Excerpt provided:
★ ★ ★ ★ ★ ★ ★

Background

Sickle cell disease, a lifelong inherited condition affecting mostly African Americans, presents multilayered psychosocial challenges affiliated with systemic health inequities and social determinants of health.1 With the strata of psychological, social, and vocational issues that accompany this pain-filled illness, social workers at the National Alliance of Sickle Cell Centers (NASCC) 2022 meeting voiced their concern about administrative and physician lack of clarity regarding their role, varied licensures, expertise, and capacity to cover caseload expectations.2 To illustrate this misunderstanding in reality, a benchmark survey endorsed by the National Alliance of Sickle Cell Centers was distributed to psychosocial providers and social workers of differing qualifications to gather their reported caseloads per year.

Methodology

A NASCC-endorsed survey was distributed to psychosocial provider contacts in the organization's database. Providers of all sickle cell center sizes, from 100 to 800 + patients, were asked to indicate their role and caseload number. Free text boxes were provided for respondents to expand if necessary. Responses from social work and licensed clinical social work roles were filtered from the data using SPSS t-test statistical analysis.

Results

Of the forty social workers (MSW, CSW, LCSW, etc.) who responded to the survey, thirty-one gave a caseload number and nine either didn't answer or were unsure. The range of caseload numbers provided varied greatly (3 minimum to 600 maximum). The mean for nineteen master level social workers (MSW, MSSW, CSW, ASW, LSW, LBSW, LMSW) was 180 caseloads with a Standard Deviation of +/- 151. For the twelve licensed clinical social workers who responded, the mean was 194 with Standard Deviation of +/- 148.

Conclusion

These results are the first to represent perspectives of the social work workforce in the sickle cell space. No significant differentiation in caseload number exists across scope of practice and credentials. Lack of comprehension of the bandwidth needed across psychosocial roles to address the complex needs of patients with sickle cell disease is evident through the voices of those overworked in this field.

Disclosures

Johnson:Pfizer: Consultancy. Smith:Vertex: Honoraria; Pfizer: Consultancy.

★ ★ ★ ★ ★ ★ ★

Extract from the abstract on social work caseloads in sickle cell care the passage that begins at the words "Sickle cell disease, a" and stops after "caseloads per year.", copying it verbatim.

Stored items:
★ ★ ★ ★ ★ ★ ★

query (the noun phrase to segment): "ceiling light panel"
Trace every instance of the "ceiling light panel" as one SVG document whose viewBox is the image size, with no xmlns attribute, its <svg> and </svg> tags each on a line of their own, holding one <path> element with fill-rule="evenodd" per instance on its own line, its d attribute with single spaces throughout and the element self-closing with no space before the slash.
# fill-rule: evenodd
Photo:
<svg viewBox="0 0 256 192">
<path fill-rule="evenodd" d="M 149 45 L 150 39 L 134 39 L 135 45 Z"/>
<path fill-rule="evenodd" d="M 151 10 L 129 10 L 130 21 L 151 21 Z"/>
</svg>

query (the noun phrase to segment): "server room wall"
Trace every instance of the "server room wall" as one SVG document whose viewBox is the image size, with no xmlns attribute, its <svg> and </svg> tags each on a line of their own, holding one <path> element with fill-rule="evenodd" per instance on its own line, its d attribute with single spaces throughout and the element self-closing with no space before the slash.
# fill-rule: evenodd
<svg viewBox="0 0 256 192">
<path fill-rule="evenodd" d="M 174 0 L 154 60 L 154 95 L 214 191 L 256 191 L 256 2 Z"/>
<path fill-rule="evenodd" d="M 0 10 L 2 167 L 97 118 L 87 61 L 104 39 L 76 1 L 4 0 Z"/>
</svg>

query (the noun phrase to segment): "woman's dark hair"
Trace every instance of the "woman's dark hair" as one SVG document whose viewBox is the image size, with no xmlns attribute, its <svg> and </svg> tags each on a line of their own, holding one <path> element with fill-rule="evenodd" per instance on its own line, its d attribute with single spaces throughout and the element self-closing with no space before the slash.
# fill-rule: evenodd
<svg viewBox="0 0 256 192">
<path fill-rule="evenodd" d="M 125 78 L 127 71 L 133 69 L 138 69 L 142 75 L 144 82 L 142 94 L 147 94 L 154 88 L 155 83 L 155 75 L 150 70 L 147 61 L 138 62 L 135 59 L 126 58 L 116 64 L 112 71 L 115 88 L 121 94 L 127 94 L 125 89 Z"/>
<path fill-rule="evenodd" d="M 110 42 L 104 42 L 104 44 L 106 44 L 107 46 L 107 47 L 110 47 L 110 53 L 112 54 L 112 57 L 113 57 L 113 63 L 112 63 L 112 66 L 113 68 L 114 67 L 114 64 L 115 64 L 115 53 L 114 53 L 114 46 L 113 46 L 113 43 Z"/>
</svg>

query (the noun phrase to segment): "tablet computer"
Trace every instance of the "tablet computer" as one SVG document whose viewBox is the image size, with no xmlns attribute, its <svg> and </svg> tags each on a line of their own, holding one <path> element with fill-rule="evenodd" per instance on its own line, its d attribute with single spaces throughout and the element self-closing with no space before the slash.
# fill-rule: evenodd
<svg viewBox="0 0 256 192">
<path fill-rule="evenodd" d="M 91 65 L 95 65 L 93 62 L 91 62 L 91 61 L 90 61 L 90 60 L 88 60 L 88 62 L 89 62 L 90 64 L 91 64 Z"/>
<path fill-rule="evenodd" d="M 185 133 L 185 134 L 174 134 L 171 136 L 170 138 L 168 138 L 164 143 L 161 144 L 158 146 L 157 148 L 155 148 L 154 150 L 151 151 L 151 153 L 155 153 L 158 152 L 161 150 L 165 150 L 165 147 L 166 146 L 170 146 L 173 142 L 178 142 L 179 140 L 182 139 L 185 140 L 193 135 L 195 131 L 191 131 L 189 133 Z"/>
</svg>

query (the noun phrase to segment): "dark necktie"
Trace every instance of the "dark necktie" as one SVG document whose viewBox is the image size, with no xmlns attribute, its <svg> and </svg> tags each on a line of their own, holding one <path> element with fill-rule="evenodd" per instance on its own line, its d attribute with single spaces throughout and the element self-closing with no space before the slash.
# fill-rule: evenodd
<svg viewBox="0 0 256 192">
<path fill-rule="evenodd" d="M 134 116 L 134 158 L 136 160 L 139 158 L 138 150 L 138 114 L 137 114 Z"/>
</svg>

★ ★ ★ ★ ★ ★ ★

Exercise result:
Sickle cell disease, a lifelong inherited condition affecting mostly African Americans, presents multilayered psychosocial challenges affiliated with systemic health inequities and social determinants of health.1 With the strata of psychological, social, and vocational issues that accompany this pain-filled illness, social workers at the National Alliance of Sickle Cell Centers (NASCC) 2022 meeting voiced their concern about administrative and physician lack of clarity regarding their role, varied licensures, expertise, and capacity to cover caseload expectations.2 To illustrate this misunderstanding in reality, a benchmark survey endorsed by the National Alliance of Sickle Cell Centers was distributed to psychosocial providers and social workers of differing qualifications to gather their reported caseloads per year.